The Lead: “Allowing employees to make independent decisions to obtain contraceptives does not violate anyone’s religious freedom. If the Supreme Court takes up these cases, it should soundly reject the warped view that some employers can get out of complying with the new law, and in effect use their religious beliefs to discriminate against women.”

Why it Matters: We have arrived at an interested cross roads in our country. As the debate over access to contraception grows, we see now that the cultural elite, buttressed by the arguments of the government itself, are suggesting that law may be used to rectify gender discrimination. The problem there, however, is that such attempts at rectification sometimes come at the expense of the stated right of religious liberty. While gender equality, so-called, is a laudable goal (and one implicit in a Christian worldview that finds equal dignity and worth, yet necessary and blessed differences, between the sexes (whether male or female), it is not a defined right articulated in the Constitution. Religious liberty is.

- [Task description]:
Answer these questions using the commentary on contraception and religious liberty:
1. Which court does the lead say may take up these cases?
2. According to the lead, what would some employers in effect use their religious beliefs to do?
3. Which right does the commentary say is articulated in the Constitution?
The records are not required for the exercise.

- [Given records]:
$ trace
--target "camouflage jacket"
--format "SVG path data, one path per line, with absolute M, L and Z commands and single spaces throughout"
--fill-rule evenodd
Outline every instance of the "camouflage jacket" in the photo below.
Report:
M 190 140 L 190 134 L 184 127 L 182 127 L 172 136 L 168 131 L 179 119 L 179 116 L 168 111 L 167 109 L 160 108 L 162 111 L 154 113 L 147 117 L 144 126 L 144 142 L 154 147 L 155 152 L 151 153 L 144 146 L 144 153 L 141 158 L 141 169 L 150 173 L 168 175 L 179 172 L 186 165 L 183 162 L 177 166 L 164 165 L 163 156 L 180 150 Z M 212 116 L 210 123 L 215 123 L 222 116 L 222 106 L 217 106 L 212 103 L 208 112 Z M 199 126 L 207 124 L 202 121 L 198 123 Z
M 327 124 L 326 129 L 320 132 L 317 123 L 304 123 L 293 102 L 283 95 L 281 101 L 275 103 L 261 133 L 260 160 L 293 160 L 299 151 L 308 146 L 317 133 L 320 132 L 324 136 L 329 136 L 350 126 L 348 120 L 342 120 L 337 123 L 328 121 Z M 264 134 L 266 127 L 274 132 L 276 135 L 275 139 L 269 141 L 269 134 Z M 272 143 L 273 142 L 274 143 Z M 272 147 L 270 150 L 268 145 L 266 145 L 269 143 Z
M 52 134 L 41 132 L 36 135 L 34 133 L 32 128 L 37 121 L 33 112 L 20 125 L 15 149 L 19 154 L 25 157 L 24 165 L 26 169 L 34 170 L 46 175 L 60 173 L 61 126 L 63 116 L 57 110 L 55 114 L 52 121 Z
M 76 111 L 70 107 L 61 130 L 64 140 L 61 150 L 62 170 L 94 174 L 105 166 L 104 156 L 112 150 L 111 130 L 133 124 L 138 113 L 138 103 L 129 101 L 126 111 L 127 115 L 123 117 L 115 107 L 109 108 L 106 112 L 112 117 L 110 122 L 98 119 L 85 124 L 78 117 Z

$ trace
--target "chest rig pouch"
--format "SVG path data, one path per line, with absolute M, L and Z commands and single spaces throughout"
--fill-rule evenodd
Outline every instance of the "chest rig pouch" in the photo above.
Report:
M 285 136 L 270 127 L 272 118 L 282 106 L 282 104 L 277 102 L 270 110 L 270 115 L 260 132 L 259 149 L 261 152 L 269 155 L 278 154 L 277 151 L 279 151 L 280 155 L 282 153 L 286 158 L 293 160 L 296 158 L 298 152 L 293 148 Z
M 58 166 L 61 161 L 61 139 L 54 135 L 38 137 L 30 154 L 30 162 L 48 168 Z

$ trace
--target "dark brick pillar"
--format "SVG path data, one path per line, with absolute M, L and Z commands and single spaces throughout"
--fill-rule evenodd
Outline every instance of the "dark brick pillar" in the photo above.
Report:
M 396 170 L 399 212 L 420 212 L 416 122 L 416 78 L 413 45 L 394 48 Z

- [Response]:
1. The Supreme Court.
2. Discriminate against women.
3. Religious liberty.